::: QUOTED TEXT :::

Odin’s Eye
It is 125 years since the poet Rudyard Kipling coined the phrase ‘East of Suez’. It was a phrase that entered British overseas policy as encompassing, obviously enough, anything east of the Suez Canal. It included a vast military base in Singapore, which even though it failed in the Second World War, was still a beacon of British commitment.
In the early 21st Century long gone are the days when peace and stability in the Middle East, and over a wide area of the Indian Ocean, was guaranteed by a tiny British presence (such as a frigate and a squadron of landing ships based at Bahrain). Gone too, are the days when, as happened in 1961, the presence of a British task group in the Middle East prevented a war.
Today, even though it is more than 40 years since a financial crisis in which the pound was devalued – and in a fit of retrenchment government ministers announced that British forces would be withdrawn by 1971 from East of Suez – there are still remnants of Britain’s worldwide power in the region.
The Royal Navy presence has peaked from time to time (in 1991 for Desert Storm and in 2003 for the invasion of Iraq, for example) and there has been an Armilla Patrol (protecting merchant ships, especially in the Strait of Hormuz) almost continuously since 1980.
There are still British warships patrolling the Gulf or on anti-piracy patrol in the Indian Ocean. Until 1997 there were significant British forces based in Hong Kong. Even in the wake of the Strategic Defence and Security Review (SDSR) there is still a jungle warfare school, a battalion of Gurkhas, and an Army Air Corps flight in Brunei. There is a UK military presence on Diego Garcia (which remains a British base though used extensively for strategic purposes by the USA rather than the UK) and a fuelling facility at Singapore manned by the Royal Navy.
There has also, of course, been a significant British presence on land in Afghanistan since 2001, which includes a massive military base at Camp Bastion. British maritime aviation units also operate out of the southern Arabian Peninsula.

:::

*EXERCISE REQUIREMENTS*.
(a) Answer these questions from the East of Suez passage:
(i) How many years ago, according to the passage, did Rudyard Kipling coin the phrase "East of Suez"?
(ii) Since what year has an Armilla Patrol run almost continuously?
(iii) Until what year were significant British forces based in Hong Kong?
(b) Swap "quickstart" for "walkthrough" in the records, covering the stretch from the start of the records through the line containing "Trace every instance of the man". Output only those lines, with nothing else changed.
The East of Suez passage and the records have no connection to each other.

::: LISTED ENTRIES :::

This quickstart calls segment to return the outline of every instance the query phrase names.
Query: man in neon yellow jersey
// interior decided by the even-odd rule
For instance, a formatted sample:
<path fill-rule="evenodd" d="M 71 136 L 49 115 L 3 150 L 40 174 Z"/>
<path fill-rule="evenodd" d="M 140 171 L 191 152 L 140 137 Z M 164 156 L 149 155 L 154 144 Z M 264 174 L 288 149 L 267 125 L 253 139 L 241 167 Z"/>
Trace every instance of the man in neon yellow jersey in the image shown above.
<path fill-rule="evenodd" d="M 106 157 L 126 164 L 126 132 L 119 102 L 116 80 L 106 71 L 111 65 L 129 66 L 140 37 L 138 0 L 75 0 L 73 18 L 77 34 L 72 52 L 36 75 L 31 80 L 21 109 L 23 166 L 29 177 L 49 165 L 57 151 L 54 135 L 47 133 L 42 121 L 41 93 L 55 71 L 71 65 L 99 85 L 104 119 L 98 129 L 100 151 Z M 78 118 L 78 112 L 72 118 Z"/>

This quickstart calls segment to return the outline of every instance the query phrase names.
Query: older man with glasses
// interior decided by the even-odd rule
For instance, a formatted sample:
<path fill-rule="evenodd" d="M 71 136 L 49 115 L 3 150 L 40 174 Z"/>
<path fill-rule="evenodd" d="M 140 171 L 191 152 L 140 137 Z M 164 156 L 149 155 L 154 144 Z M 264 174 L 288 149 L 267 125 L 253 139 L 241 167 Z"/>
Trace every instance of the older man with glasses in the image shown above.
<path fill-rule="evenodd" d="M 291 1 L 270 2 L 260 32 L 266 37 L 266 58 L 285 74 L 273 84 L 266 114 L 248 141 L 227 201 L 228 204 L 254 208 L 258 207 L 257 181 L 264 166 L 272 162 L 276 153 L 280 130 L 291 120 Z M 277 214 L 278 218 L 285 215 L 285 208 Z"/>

:::

*ANSWERS BELOW*.
(a)
(i) 125 years
(ii) 1980
(iii) 1997

(b)
This walkthrough calls segment to return the outline of every instance the query phrase names.
Query: man in neon yellow jersey
// interior decided by the even-odd rule
For instance, a formatted sample:
<path fill-rule="evenodd" d="M 71 136 L 49 115 L 3 150 L 40 174 Z"/>
<path fill-rule="evenodd" d="M 140 171 L 191 152 L 140 137 Z M 164 156 L 149 155 L 154 144 Z M 264 174 L 288 149 L 267 125 L 253 139 L 241 167 Z"/>
Trace every instance of the man in neon yellow jersey in the image shown above.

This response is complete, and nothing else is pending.